---------- DATASET EXCERPTS ----------

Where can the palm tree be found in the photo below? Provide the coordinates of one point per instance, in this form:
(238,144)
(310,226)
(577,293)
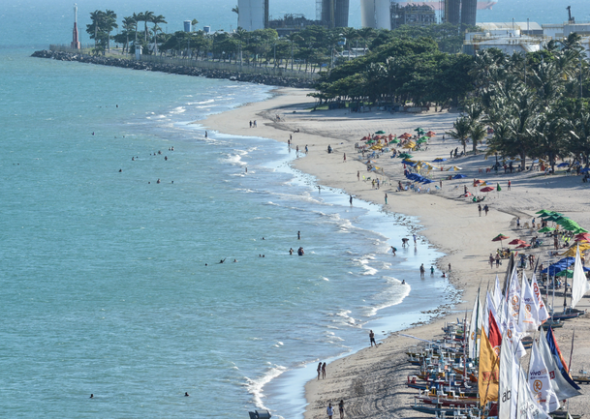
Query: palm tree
(156,20)
(462,128)
(478,133)
(147,17)
(110,22)
(97,18)
(129,24)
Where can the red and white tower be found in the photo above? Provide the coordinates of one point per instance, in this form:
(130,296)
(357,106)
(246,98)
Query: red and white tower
(75,41)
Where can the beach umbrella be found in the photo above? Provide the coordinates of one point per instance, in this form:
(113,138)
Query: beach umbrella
(566,272)
(499,238)
(544,212)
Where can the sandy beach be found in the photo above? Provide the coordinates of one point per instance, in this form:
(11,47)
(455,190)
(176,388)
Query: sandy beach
(372,381)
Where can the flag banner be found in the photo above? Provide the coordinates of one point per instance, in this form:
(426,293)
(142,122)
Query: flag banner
(488,372)
(559,361)
(540,382)
(560,385)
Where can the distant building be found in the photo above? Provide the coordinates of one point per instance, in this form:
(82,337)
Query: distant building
(253,14)
(511,37)
(333,13)
(376,14)
(413,15)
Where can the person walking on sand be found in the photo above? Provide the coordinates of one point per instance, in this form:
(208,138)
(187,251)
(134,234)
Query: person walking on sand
(330,411)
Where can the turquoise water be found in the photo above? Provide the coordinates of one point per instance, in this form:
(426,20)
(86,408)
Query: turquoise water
(105,287)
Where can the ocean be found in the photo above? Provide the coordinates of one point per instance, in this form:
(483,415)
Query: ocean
(111,282)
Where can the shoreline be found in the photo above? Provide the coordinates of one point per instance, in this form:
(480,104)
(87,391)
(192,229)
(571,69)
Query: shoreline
(450,224)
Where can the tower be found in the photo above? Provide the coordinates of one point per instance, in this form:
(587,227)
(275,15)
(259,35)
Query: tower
(75,40)
(468,12)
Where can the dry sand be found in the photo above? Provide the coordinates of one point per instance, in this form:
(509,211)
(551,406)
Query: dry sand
(372,381)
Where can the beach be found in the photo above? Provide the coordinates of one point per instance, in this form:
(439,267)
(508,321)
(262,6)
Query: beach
(372,381)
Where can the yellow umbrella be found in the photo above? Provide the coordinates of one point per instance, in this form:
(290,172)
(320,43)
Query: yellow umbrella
(571,252)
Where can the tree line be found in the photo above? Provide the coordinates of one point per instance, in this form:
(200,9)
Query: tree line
(535,103)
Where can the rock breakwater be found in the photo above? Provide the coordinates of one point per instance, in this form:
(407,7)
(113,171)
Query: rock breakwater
(188,70)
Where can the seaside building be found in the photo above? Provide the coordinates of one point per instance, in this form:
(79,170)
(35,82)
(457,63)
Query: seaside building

----------

All lines in the preceding records that hold the word "seaside" need to be copied.

**TASK OUTPUT:**
Where can the seaside building be found in the photo above? Provide the coordinates of one point per instance, in this form:
Query: seaside building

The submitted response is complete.